Text segment
════════════════

Skip to content

kukielp/deep-racer-aws

Folders and files

NameName
Last commit message
Last commit date

Latest commit

 

History

10 Commits
 
 
 
 
 
 

Repository files navigation

Introduction to AWS Deep Racer - AWS Programming and Tools Meetup

Presenters

Paul Kukiel - https://au.linkedin.com/in/paulkukiel Cloud Architect at National Australia Bank

Chris Rhodes - https://au.linkedin.com/in/rhodeschristopher Cloud Engineer at National Australia Bank

Refence Links

Chris Rhodes Reinforcement overview - https://bit.ly/2IsUxz0

Run Deep Racer Locally - https://github.com/crr0004/deepracer

Udacity Deep Racer Scholarship (Ends 31 October '19) - https://www.udacity.com/aws-deepracer-scholarship

AWS Deep Racer Training ( 90 mins ) - https://www.aws.training/Details/eLearning?&search=DeepRacer&tab=view_all

Overview

The aim of the session today is to provide a gentle introduction to machine learning. We have heard from Chris Rhodes ( reference Chris) about how the basic mechanics of reinforcement learning works. Now we are going to put that into practice and setup our very own simulation.

════════════════

Source records
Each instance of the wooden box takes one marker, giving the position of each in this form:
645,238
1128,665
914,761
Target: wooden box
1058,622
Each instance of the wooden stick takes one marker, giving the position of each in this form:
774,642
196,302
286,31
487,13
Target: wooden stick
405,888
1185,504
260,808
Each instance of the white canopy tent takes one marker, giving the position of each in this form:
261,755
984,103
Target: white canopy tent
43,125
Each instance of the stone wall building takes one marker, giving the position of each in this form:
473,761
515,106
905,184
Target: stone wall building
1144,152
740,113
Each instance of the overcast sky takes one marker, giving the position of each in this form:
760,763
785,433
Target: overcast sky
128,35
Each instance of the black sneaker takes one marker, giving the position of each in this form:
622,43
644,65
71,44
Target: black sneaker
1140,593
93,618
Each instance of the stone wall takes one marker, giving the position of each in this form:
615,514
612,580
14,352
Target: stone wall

════════════════

Quote the passage of the Deep Racer page that begins with the words containing "Run Deep Racer" and ends with "very own simulation.". This data is separate from the Deep Racer page.

Result of the exercise
Run Deep Racer Locally - https://github.com/crr0004/deepracer

Udacity Deep Racer Scholarship (Ends 31 October '19) - https://www.udacity.com/aws-deepracer-scholarship

AWS Deep Racer Training ( 90 mins ) - https://www.aws.training/Details/eLearning?&search=DeepRacer&tab=view_all

Overview

The aim of the session today is to provide a gentle introduction to machine learning. We have heard from Chris Rhodes ( reference Chris) about how the basic mechanics of reinforcement learning works. Now we are going to put that into practice and setup our very own simulation.